» **What is expected**
Count the lines in the entries below that contain the string "young", treating uppercase and lowercase as different. Reply with the number alone.

» **Exercise inputs**

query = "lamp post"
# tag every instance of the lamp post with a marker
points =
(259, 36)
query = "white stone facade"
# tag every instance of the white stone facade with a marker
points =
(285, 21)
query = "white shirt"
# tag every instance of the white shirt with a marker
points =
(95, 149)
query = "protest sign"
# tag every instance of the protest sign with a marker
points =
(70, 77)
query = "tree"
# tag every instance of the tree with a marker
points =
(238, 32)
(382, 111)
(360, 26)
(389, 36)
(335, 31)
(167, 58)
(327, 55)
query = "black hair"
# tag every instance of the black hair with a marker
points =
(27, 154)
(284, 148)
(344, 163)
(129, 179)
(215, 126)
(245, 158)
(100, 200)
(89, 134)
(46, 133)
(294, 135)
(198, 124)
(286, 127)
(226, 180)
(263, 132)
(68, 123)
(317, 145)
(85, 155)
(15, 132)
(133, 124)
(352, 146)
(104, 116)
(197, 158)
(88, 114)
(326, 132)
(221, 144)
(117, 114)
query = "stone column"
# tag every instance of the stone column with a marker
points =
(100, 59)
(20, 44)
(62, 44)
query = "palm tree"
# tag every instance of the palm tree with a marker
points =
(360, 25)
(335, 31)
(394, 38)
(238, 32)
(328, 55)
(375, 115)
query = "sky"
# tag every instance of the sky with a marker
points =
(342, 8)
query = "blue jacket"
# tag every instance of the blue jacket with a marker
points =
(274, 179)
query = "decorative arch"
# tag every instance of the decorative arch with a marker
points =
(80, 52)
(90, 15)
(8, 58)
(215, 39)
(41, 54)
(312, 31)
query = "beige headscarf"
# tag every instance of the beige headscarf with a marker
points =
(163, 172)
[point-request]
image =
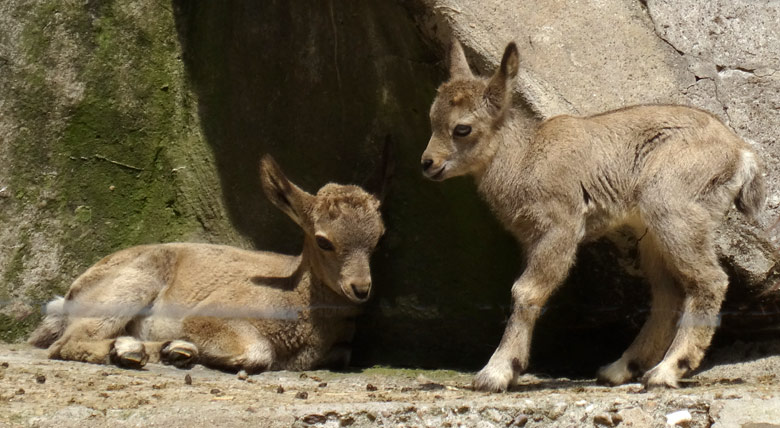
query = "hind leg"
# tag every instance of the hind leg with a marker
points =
(658, 331)
(229, 344)
(685, 236)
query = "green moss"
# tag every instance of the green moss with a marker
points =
(103, 115)
(15, 330)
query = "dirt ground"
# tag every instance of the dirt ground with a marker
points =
(35, 392)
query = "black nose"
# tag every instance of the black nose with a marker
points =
(360, 294)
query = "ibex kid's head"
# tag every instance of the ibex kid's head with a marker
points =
(342, 226)
(466, 113)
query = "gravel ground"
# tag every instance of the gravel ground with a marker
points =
(35, 391)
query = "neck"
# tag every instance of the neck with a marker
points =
(506, 148)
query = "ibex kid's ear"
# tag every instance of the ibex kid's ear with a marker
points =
(459, 66)
(283, 193)
(499, 89)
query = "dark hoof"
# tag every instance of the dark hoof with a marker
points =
(179, 356)
(131, 360)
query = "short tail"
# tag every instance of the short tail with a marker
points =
(52, 326)
(752, 195)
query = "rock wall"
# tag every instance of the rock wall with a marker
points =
(99, 146)
(124, 124)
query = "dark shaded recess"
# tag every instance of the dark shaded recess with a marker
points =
(321, 85)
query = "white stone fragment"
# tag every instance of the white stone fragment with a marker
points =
(681, 418)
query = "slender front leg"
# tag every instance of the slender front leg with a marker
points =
(549, 261)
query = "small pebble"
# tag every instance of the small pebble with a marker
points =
(682, 418)
(603, 419)
(314, 419)
(519, 421)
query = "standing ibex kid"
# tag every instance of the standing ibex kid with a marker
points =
(225, 307)
(668, 172)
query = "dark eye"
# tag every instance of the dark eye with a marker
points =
(461, 130)
(324, 243)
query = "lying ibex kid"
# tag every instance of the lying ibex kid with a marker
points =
(226, 307)
(669, 172)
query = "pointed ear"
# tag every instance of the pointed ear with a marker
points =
(459, 66)
(283, 193)
(499, 89)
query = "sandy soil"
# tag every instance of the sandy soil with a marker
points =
(35, 391)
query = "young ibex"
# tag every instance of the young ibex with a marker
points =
(225, 307)
(668, 172)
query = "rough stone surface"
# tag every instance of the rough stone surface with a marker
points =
(125, 124)
(99, 146)
(86, 395)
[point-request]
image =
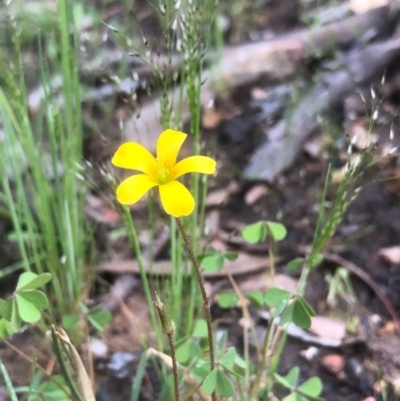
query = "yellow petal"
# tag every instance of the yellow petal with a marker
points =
(194, 164)
(168, 146)
(134, 156)
(133, 188)
(176, 199)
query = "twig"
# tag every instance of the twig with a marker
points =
(357, 271)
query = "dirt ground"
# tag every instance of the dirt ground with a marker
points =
(234, 130)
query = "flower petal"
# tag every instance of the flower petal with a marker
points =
(176, 199)
(134, 156)
(194, 164)
(168, 145)
(133, 188)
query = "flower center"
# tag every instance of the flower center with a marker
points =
(163, 174)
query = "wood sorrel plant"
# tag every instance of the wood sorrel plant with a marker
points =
(162, 172)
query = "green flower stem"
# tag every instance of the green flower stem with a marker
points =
(174, 365)
(168, 327)
(206, 301)
(143, 274)
(266, 349)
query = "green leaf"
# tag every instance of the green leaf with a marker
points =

» **Result for this task**
2